EXCERPT TO READ:
···

Join us at the Orphanage for our first art exhibition:
Capturing Rural Colorado…
The Photography of Matt Vincent
Opening reception – March 30, 2019 – 3-7pm
Wine, Beer, Hors d’oeuvres, meet the Photographer
Exhibition runs March 31 through April 30
About the Photographer:
“Capturing Rural Colorado” is a visual celebration of rural life and landscapes from local writer and photographer Matt Vincent, a fifth-generation native of Yuma, who graduated from Yuma High School in 1975 and from the University of Colorado School of Journalism in 1980.
In 1982 he moved to southeast Texas and was hired as an outdoor writer by the Houston Post. There, he began photographing and freelance writing for outdoor publications like Gulf Tide, Texas Fisherman, Field & Stream and Outdoor Life. In 1999 the American Sportfishing Association recognized him as the nation’s top outdoor communicator for his body of work as editor of BASS Times, a publication he designed and created for the Bass Anglers Sportsmen Society.

···

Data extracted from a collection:
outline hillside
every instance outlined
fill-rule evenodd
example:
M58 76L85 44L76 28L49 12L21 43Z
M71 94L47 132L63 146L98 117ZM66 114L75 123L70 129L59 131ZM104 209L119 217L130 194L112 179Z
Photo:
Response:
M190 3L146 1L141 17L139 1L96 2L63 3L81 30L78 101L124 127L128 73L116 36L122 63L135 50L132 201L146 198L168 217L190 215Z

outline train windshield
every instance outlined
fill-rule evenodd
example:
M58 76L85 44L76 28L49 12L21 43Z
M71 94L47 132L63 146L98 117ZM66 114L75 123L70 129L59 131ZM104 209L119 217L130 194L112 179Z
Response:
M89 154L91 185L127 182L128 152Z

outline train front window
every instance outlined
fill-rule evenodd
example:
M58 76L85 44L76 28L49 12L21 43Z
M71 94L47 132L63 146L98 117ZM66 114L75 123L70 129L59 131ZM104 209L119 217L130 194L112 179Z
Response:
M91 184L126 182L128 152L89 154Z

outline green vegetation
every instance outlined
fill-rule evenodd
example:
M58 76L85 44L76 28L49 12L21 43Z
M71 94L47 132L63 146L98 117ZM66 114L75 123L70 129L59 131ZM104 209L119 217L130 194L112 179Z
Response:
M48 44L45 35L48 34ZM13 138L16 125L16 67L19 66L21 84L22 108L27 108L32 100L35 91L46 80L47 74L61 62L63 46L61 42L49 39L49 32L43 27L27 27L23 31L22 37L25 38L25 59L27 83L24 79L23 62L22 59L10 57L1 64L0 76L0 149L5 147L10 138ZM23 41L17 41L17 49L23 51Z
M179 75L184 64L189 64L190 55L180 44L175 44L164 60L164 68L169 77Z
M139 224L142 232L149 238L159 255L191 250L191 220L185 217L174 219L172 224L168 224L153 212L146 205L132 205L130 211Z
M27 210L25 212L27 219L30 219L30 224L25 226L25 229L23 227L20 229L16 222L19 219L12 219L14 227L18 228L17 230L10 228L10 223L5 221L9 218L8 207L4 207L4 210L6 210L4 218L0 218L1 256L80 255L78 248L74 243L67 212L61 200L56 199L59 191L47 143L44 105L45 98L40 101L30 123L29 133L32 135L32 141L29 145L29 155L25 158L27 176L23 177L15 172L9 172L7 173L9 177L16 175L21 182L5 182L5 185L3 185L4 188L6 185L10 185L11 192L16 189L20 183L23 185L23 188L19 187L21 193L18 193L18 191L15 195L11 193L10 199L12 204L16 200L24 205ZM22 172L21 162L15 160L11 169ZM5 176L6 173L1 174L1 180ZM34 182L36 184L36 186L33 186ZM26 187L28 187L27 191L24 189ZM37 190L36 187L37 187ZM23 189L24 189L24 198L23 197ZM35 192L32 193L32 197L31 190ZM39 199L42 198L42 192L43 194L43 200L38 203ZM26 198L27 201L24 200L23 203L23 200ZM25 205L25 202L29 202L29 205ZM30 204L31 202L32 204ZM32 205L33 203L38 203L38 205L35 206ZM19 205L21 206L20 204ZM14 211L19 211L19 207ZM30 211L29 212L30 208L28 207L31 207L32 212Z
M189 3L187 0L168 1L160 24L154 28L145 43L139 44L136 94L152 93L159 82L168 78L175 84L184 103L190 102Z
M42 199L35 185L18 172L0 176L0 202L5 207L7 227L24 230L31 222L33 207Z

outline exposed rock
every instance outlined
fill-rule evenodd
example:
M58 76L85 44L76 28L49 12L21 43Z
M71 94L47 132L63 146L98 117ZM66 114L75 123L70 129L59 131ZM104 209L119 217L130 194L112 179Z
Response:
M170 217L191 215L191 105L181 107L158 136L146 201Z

···

TASK:
Carry on with the announcement of the Matt Vincent photography exhibition, continuing after its final sentence.

WRITTEN RESPONSE:
After retiring from ESPN Outdoors in 2005, he poured his free time into outdoor photography and writing about local and regional history. For the past seven years he has served as a volunteer for the Yuma Museum, providing historical content for the museum’s Facebook Page. Recent articles written by him have also appeared in Wild West Magazine, Nebraska Life and Colorado Life and his photography has been published in several national magazines, as well.
In his spare time, he travels the back roads of rural Colorado, looking for things to shoot – with his Canon camera, of course.
“Hopefully, these photographs will remind us about how fortunate we are to occupy this amazing place on the plains and why we call ourselves ‘flatland proud.’
“Thousands of people either fly over or drive through the eastern half of Colorado every day. In the process they never really see the full beauty of the plains. Best advice I could give them: Put your foot on the brake, man. You might be pleasantly surprised by what you find between Kansas and the Rocky Mountains.”